[PAGE EXCERPT — start]

NEW YORK, July 12 - Pharmacopeia said Thursday that it is considering splitting its software business, Accelrys, off from its drug discovery businesses, as well as other strategic alternatives, to help the drug discovery operations expand independently of its collaborators and access a greater number of drug targets.
In addition to splitting its two core businesses, the company is also considering making acquisitions, or pursuing joint ventures to allow its drug discovery business to "reach its full potential," said Sue Rodney, Pharmocopeia's manager of investor relations.
Pharmacopeia made the announcment as it warned of a $1 million shortfall in second quarter 2001 revenues from its drug discovery business. The company said drug discovery revenues totaled about $6.8 million during the second quarter, and that its Accelrys software business earned revenues of about $19.5 million to $20 million. Pharmacopeia will announce its precise earnings August 1.
Rodney said that splitting Accelrys from its drug discovery business might "allow people to assign a more appropriate valuation to the two businesses." Currently, she said, investors value the combined company somewhere between a profit-oriented software company and drug discovery company with long-term revenue prospects. The company's shares closed yesterday at $19.55, down from a 52-week high of about $49.
But Pharmacopeia had more sanguine news about Accelrys. That part of the business saw revenue grow during the second at an annual rate of about 35 percent, in line with the company's expectations.
In April, the company combined its four software subsidiaries, Molecular Simulations, Synopsys Scientific Systems, Oxford Molecular, and Genetics Computer Group, into Accelrys, and said that the new company would branch out into bioinformatics consulting services, in addition to developing software for life science applications. At the time, the company said the reorganization would allow the drug discovery part of the business to operate more efficiently.

[PAGE EXCERPT — finish]
[INFORMATION SHOWN — start]

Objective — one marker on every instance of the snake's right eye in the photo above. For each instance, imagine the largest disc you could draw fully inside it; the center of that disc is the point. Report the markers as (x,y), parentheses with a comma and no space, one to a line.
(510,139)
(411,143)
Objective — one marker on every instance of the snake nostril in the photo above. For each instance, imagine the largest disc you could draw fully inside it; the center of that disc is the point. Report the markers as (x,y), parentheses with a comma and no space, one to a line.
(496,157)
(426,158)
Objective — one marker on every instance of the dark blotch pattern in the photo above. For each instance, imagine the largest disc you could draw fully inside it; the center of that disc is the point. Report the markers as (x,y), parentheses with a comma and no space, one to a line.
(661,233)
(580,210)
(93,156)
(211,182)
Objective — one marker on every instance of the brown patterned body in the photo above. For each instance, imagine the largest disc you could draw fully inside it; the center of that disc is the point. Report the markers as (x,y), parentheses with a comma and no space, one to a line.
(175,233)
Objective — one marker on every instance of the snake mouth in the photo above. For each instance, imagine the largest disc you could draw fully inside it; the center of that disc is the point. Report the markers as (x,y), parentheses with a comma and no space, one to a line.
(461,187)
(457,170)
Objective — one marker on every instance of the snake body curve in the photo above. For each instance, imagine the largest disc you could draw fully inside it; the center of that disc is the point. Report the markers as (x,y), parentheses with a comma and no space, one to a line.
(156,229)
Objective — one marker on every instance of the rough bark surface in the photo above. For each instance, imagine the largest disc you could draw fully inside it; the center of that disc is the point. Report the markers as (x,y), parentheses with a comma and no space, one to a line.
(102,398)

[INFORMATION SHOWN — finish]

WORK TO BE COMPLETED: According to the news report on Pharmacopeia, about how much revenue did the drug discovery business bring in during the second quarter?

RESPONSE AREA: About $6.8 million.